作業療法士

精神科作業療法とは、精神科治療におけるリハビリテーションの一つです。
精神科でリハビリって何をするのだろう?と感じられる方もいらっしゃるかと思いますので、ここでは精神科におけるリハビリがいったいどのようなもので、作業療法とはどのようなことをするのかを皆様にお伝えいたします。

1. どうして精神科でリハビリが必要なの?

リハビリといえば、「歩く練習をする」「筋力をつける」というような運動療法を思い浮かべる方が多いかも知れません。
病気やケガの治療や後遺症を軽減するためにリハビリをすることはよく知られています。
精神科では、さまざまな治療で症状が改善しているが、「なんとなく疲れやすい」、「集中力がない」などの理由で、仕事や日常生活が以前のようにうまくできないと感じられる方がいらっしゃいます。
このような状態の回復を中心に支援し、社会参加と生活の質(QOL)の向上をお手伝いするのが精神科リハビリテーションです。

2. 作業療法(OT)ってなに?

ある人が「食事をする」「入浴する」「トイレにいく」「睡眠をとる」など日常生活に欠かせないこと、そのほか「ものを作る」「スポーツをする」「友人と時間を共にする」といったようなことはすべて「作業」といいます。
このように人の生活は「作業」で成り立っています。
「作業」は、私たちに健康な生活をもたらします。
誰にでも「やりたいこと」「する必要のあること」「まわりが期待すること」があり、それが上手くできているときには喜びや満足を感じるものです。
作業療法では、患者様にとってこの作業がより上手くできるようになることを目指し、作業療法士はそのお手伝いをします。

3. 日常生活の中で悩んでしまうことって?

たとえば・・・

 生活が不規則になってしまう
 頑張りすぎて疲れてしまい、やる気が起きなくなってしまう
 生活していても楽しいと思えることがない
 人と話したいけれど上手に声をかけられない

もちろんこれだけではなく患者様お一人お一人にそれぞれ違った悩みがあります。

◆ **元データ**:
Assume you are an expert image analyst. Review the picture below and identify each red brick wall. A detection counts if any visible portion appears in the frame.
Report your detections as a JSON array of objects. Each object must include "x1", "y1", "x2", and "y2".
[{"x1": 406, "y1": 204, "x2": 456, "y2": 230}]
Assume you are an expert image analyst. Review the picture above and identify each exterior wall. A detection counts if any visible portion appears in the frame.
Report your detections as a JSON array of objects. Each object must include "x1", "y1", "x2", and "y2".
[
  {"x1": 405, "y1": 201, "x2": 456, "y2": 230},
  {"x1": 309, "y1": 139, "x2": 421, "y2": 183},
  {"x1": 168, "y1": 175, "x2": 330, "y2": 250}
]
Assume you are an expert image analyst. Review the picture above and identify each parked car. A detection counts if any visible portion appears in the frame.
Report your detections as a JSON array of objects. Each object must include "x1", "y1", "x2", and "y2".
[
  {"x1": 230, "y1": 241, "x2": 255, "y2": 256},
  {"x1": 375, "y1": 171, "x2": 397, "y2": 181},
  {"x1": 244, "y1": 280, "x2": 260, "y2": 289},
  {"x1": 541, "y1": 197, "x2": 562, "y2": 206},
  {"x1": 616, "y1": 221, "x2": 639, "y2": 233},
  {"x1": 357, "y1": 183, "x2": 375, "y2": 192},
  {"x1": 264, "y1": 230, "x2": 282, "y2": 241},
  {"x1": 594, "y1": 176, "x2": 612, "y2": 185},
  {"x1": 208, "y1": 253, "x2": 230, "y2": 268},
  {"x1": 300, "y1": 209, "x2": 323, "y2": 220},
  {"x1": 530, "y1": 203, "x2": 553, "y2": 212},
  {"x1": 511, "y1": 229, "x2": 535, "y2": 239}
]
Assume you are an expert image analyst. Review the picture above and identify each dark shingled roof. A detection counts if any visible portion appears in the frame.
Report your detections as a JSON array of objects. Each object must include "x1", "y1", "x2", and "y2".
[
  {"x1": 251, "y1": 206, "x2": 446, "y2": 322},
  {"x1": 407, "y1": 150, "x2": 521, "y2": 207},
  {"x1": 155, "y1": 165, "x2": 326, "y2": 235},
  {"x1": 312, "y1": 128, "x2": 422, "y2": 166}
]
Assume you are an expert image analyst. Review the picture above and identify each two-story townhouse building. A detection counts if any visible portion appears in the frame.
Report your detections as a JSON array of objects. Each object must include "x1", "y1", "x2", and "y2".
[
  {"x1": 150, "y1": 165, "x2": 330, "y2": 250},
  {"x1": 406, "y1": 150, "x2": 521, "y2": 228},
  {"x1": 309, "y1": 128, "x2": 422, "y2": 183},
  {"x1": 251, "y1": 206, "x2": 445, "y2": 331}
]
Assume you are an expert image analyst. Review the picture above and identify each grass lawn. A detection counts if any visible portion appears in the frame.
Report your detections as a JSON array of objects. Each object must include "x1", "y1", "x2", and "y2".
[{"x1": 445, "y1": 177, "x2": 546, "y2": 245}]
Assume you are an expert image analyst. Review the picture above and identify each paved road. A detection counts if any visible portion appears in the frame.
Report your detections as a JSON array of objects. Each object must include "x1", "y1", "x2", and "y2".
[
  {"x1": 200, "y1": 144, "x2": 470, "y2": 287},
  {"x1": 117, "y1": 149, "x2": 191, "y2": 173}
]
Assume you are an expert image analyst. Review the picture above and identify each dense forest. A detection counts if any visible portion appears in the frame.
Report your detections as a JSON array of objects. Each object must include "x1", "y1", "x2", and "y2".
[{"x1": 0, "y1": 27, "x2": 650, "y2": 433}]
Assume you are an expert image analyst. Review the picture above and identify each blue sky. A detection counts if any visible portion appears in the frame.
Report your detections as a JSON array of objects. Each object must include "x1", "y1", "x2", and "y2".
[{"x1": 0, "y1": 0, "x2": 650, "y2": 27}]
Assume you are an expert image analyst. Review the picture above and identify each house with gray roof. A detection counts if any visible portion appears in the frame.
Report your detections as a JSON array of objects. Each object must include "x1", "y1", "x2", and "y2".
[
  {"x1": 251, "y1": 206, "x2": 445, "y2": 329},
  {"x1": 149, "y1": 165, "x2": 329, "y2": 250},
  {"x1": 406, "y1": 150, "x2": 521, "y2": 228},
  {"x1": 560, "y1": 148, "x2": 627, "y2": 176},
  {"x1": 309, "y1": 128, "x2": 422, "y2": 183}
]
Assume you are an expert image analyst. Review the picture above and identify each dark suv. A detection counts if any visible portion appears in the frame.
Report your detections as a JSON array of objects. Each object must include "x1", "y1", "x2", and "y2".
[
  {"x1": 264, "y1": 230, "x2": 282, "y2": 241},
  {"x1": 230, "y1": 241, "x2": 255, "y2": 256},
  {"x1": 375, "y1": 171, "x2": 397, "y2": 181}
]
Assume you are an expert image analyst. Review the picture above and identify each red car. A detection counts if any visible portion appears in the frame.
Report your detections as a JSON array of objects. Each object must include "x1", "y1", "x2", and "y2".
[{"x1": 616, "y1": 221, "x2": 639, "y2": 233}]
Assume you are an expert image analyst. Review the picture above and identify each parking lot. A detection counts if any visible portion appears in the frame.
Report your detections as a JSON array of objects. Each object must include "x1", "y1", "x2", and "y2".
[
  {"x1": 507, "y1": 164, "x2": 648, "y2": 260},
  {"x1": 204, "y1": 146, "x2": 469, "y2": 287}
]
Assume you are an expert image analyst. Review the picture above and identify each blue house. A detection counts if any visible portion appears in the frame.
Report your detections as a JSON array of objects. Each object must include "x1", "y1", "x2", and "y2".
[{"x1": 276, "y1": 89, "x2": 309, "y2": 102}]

◆ **資料を読み解く**:
1 – 次の(a)〜(c)は精神科作業療法の文章の内容と合っていますか。それぞれ「はい」か「いいえ」で答え、判断の決め手となる文章中の語句をそのまま引用しなさい。(a) 精神科リハビリテーションは、社会参加と生活の質の向上を手伝うものである。(b) 作業療法では、作業療法士が患者に代わって作業を行う。(c) 「スポーツをする」ことは「作業」に含まれない。
2 – 精神科作業療法の文章のうち、「このように人の生活は「作業」で成り立っています。」から「3. 日常生活の中で悩んでしまうことって?」までを、両端を含めて一字一句そのまま書き写しなさい。
資料は、精神科作業療法の文章とは別個のものです。

◆ **課題の解答**:
1 –
(a) はい。『このような状態の回復を中心に支援し、社会参加と生活の質(QOL)の向上をお手伝いするのが精神科リハビリテーションです。』
(b) いいえ。『作業療法では、患者様にとってこの作業がより上手くできるようになることを目指し、作業療法士はそのお手伝いをします。』
(c) いいえ。『そのほか「ものを作る」「スポーツをする」「友人と時間を共にする」といったようなことはすべて「作業」といいます。』

2 –
このように人の生活は「作業」で成り立っています。
「作業」は、私たちに健康な生活をもたらします。
誰にでも「やりたいこと」「する必要のあること」「まわりが期待すること」があり、それが上手くできているときには喜びや満足を感じるものです。
作業療法では、患者様にとってこの作業がより上手くできるようになることを目指し、作業療法士はそのお手伝いをします。

3. 日常生活の中で悩んでしまうことって?